+++ Source records +++
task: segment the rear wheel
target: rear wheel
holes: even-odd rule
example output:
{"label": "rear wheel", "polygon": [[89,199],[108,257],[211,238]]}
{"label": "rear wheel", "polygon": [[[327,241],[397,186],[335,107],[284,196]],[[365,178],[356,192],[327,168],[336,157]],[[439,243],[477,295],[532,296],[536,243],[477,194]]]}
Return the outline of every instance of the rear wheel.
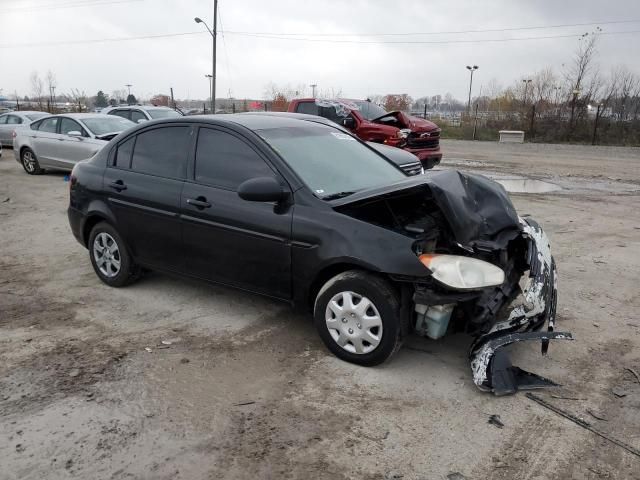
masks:
{"label": "rear wheel", "polygon": [[316,297],[314,323],[334,355],[359,365],[378,365],[402,344],[398,295],[366,272],[351,270],[329,280]]}
{"label": "rear wheel", "polygon": [[25,148],[22,150],[20,154],[20,160],[22,163],[22,168],[29,175],[41,175],[44,173],[44,169],[40,168],[40,164],[38,163],[38,159],[36,158],[36,154],[29,148]]}
{"label": "rear wheel", "polygon": [[111,287],[123,287],[138,279],[140,267],[129,255],[115,228],[96,224],[89,235],[89,256],[98,278]]}

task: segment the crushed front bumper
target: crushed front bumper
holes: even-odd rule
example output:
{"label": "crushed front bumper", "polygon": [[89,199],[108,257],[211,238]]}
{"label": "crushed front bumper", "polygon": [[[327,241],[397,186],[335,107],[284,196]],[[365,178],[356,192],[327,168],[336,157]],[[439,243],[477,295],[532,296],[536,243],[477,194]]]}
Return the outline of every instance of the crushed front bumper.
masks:
{"label": "crushed front bumper", "polygon": [[544,355],[550,340],[573,340],[568,332],[554,331],[558,283],[547,236],[533,220],[520,221],[528,245],[527,285],[519,302],[508,306],[510,311],[507,319],[496,323],[488,333],[478,337],[469,352],[475,384],[481,390],[496,395],[557,386],[551,380],[512,366],[503,347],[522,341],[540,340]]}

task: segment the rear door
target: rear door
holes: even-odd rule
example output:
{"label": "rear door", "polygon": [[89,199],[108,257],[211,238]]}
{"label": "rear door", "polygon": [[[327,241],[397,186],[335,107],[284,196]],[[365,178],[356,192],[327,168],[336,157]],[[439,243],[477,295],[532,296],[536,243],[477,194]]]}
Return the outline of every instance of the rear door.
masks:
{"label": "rear door", "polygon": [[9,127],[7,127],[7,118],[9,115],[0,115],[0,144],[9,145],[8,138],[10,136]]}
{"label": "rear door", "polygon": [[110,155],[104,189],[134,257],[142,264],[183,270],[180,194],[193,129],[160,125],[120,142]]}
{"label": "rear door", "polygon": [[292,208],[236,191],[250,178],[284,180],[255,145],[222,127],[199,129],[194,159],[181,206],[187,272],[290,298]]}
{"label": "rear door", "polygon": [[56,155],[60,138],[58,134],[59,123],[60,117],[45,118],[40,122],[38,130],[29,131],[34,153],[42,167],[66,167],[66,164],[61,163]]}

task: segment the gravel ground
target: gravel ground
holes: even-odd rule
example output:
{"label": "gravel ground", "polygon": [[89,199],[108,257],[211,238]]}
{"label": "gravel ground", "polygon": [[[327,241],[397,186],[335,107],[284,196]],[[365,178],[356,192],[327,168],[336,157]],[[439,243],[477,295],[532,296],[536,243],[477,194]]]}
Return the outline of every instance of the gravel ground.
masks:
{"label": "gravel ground", "polygon": [[[442,168],[561,187],[513,199],[551,238],[558,328],[576,341],[547,357],[516,346],[514,364],[564,385],[541,397],[640,449],[626,370],[640,372],[640,151],[443,150]],[[69,231],[67,189],[4,150],[0,478],[640,478],[639,457],[523,394],[479,392],[463,335],[410,338],[362,368],[269,299],[159,274],[106,287]]]}

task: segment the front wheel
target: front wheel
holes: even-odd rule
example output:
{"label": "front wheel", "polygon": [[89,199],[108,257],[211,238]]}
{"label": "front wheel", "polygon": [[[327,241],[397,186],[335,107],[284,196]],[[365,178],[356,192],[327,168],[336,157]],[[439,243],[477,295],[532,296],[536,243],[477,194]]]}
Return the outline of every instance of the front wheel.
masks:
{"label": "front wheel", "polygon": [[38,159],[36,158],[36,154],[33,153],[29,148],[25,148],[20,154],[20,160],[22,163],[22,168],[29,175],[41,175],[44,173],[44,170],[40,168],[40,164],[38,163]]}
{"label": "front wheel", "polygon": [[91,230],[89,256],[98,278],[111,287],[123,287],[140,276],[140,267],[116,229],[107,222],[100,222]]}
{"label": "front wheel", "polygon": [[378,365],[402,343],[397,293],[366,272],[351,270],[329,280],[316,297],[313,316],[324,344],[347,362]]}

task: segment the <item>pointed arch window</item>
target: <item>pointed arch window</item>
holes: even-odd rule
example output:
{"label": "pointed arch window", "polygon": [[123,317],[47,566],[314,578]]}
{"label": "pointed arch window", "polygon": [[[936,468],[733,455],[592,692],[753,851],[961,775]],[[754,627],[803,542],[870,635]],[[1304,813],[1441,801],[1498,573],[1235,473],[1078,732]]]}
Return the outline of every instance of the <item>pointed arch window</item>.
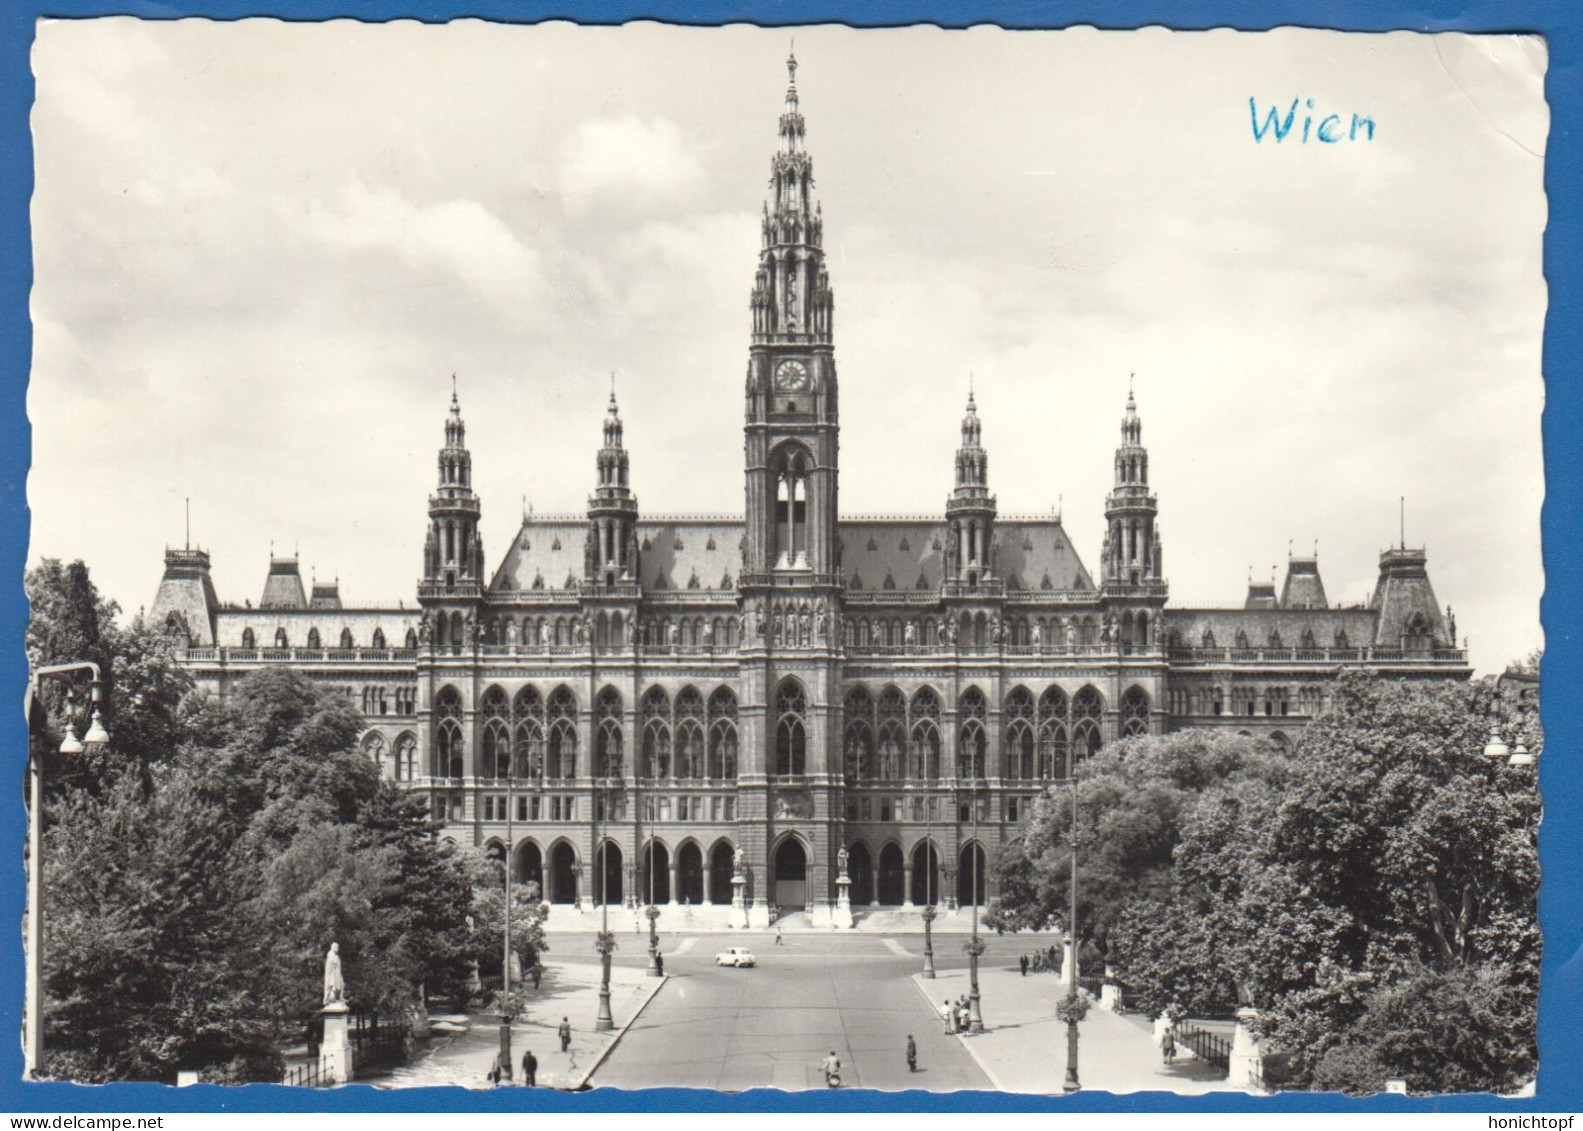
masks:
{"label": "pointed arch window", "polygon": [[479,771],[481,778],[511,776],[511,706],[499,687],[484,692],[479,707],[482,727],[479,733]]}
{"label": "pointed arch window", "polygon": [[671,700],[663,687],[643,696],[643,776],[660,781],[671,776]]}
{"label": "pointed arch window", "polygon": [[1149,696],[1141,687],[1129,687],[1121,697],[1121,736],[1149,733]]}
{"label": "pointed arch window", "polygon": [[1067,761],[1070,716],[1066,692],[1047,687],[1039,696],[1039,780],[1066,779],[1071,776]]}
{"label": "pointed arch window", "polygon": [[412,781],[418,773],[418,740],[410,734],[396,739],[395,757],[391,773],[397,781]]}
{"label": "pointed arch window", "polygon": [[908,704],[908,774],[914,781],[940,780],[940,699],[927,687],[919,688]]}
{"label": "pointed arch window", "polygon": [[253,630],[251,628],[244,628],[242,630],[242,647],[244,647],[244,648],[252,648],[252,647],[254,647],[255,646],[254,645],[254,641],[255,640],[256,640],[256,637],[254,637]]}
{"label": "pointed arch window", "polygon": [[539,780],[544,776],[544,700],[538,689],[529,685],[517,692],[511,702],[512,761],[517,776]]}
{"label": "pointed arch window", "polygon": [[984,695],[970,687],[957,700],[956,776],[982,778],[988,736],[984,732]]}
{"label": "pointed arch window", "polygon": [[841,771],[848,785],[874,774],[874,700],[862,687],[847,692]]}
{"label": "pointed arch window", "polygon": [[551,781],[571,781],[577,777],[577,697],[571,688],[557,687],[550,693],[545,715],[549,720],[545,777]]}
{"label": "pointed arch window", "polygon": [[709,771],[711,781],[736,781],[737,697],[729,687],[709,696]]}
{"label": "pointed arch window", "polygon": [[1025,687],[1013,688],[1006,696],[1006,742],[1003,773],[1013,781],[1032,781],[1037,775],[1034,761],[1033,694]]}
{"label": "pointed arch window", "polygon": [[[369,646],[373,647],[373,648],[383,648],[383,647],[385,647],[385,630],[384,629],[382,629],[382,628],[374,629],[374,636],[373,636],[373,639],[369,641]],[[350,645],[348,645],[348,647],[350,647]]]}
{"label": "pointed arch window", "polygon": [[291,647],[291,641],[286,638],[286,630],[284,628],[277,628],[275,630],[275,647],[277,647],[277,648],[290,648]]}
{"label": "pointed arch window", "polygon": [[775,773],[800,777],[808,772],[808,697],[802,684],[788,679],[775,694]]}
{"label": "pointed arch window", "polygon": [[907,751],[907,700],[898,689],[887,687],[880,693],[877,717],[877,776],[881,781],[900,781]]}
{"label": "pointed arch window", "polygon": [[704,698],[694,687],[676,696],[676,776],[682,781],[701,780],[704,764]]}
{"label": "pointed arch window", "polygon": [[773,465],[775,476],[775,567],[789,569],[808,564],[807,455],[796,449],[783,451]]}
{"label": "pointed arch window", "polygon": [[440,690],[434,699],[434,776],[461,778],[462,752],[462,696],[454,687]]}
{"label": "pointed arch window", "polygon": [[1072,760],[1091,758],[1099,753],[1102,742],[1100,721],[1105,715],[1105,701],[1098,691],[1085,687],[1072,696]]}
{"label": "pointed arch window", "polygon": [[406,647],[407,647],[407,649],[409,651],[416,651],[417,650],[417,647],[418,647],[418,630],[417,629],[415,629],[415,628],[407,629]]}
{"label": "pointed arch window", "polygon": [[598,720],[594,730],[594,772],[602,778],[622,774],[621,693],[607,687],[599,693],[594,708]]}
+++
_What the task asks_
Return every line of the preceding records in which the word "item" appears.

_Answer_
task: segment the <item>pointed arch window</item>
target: <item>pointed arch window</item>
Return the outline of every instance of the <item>pointed arch window</item>.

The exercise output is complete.